TASK TO CARRY OUT: How many of the lines below contain the string "mountain", with case counting? Reply with the number only.

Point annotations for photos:
::::::::::

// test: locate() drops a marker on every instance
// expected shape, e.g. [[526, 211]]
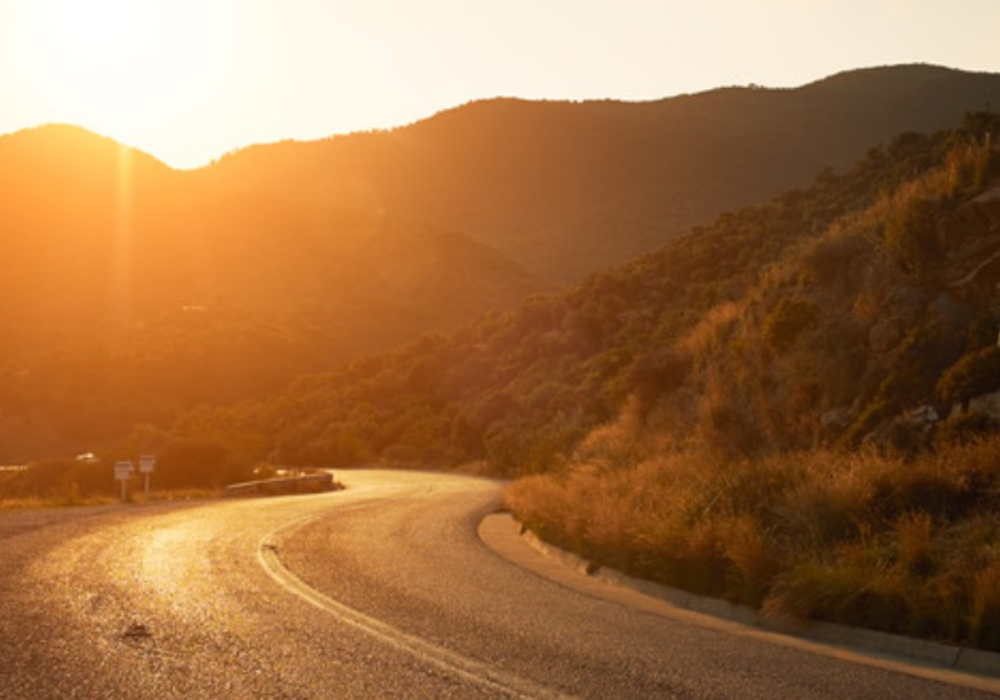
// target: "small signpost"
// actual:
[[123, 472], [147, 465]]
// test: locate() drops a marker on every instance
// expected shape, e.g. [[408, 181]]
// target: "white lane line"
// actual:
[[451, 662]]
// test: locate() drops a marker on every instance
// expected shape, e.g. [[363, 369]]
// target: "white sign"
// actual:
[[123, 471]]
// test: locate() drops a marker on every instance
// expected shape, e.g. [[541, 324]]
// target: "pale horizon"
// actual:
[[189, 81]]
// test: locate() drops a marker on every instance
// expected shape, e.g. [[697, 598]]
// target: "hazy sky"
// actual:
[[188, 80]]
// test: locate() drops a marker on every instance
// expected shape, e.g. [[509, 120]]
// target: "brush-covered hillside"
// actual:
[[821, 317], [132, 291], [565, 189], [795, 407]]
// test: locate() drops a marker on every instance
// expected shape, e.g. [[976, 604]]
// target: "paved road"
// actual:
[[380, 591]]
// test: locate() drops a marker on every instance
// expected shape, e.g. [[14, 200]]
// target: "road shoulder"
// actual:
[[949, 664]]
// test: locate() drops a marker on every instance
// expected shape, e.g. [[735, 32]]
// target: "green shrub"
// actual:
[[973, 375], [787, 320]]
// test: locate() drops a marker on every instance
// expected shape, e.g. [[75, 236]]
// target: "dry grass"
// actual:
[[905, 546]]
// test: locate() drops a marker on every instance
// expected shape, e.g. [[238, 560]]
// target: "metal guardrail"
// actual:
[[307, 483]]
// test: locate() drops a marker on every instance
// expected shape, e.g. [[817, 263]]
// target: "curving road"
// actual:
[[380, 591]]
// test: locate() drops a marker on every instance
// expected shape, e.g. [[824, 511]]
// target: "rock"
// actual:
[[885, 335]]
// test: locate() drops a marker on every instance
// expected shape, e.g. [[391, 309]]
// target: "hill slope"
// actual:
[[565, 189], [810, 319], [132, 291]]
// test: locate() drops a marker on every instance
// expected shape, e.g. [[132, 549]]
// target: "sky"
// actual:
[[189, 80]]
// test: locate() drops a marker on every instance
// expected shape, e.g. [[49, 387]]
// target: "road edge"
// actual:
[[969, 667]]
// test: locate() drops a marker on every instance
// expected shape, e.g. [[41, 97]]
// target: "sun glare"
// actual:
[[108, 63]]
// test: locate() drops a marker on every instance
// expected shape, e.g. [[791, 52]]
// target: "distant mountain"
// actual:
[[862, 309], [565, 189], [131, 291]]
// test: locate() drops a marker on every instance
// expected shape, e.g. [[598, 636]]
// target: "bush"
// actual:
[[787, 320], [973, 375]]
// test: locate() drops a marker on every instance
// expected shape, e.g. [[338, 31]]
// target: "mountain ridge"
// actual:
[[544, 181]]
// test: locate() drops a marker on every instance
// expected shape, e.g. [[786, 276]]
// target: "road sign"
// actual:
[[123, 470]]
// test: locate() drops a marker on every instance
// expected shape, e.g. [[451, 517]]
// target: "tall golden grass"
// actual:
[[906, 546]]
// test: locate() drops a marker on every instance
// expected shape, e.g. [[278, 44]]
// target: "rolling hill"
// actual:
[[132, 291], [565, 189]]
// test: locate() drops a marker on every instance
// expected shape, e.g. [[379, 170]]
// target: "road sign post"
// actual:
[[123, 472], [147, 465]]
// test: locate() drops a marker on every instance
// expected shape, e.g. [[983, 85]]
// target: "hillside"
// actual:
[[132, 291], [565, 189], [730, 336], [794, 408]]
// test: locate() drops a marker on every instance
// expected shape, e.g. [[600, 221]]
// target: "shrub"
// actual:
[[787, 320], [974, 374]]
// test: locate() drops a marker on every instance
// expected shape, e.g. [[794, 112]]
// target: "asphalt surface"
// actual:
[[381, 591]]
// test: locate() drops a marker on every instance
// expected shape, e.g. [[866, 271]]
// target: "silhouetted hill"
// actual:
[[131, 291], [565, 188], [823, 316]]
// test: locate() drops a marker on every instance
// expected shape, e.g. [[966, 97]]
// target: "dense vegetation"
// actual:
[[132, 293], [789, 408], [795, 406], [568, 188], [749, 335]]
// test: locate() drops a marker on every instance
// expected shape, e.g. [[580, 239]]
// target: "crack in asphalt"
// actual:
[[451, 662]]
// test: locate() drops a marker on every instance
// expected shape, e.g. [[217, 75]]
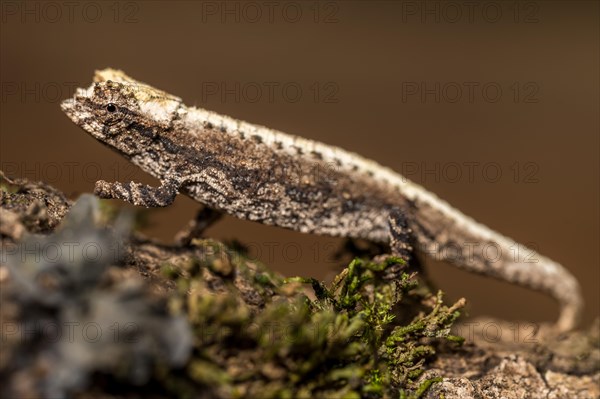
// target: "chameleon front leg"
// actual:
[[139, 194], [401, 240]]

::::::::::

EXERCISE SOLUTION: 2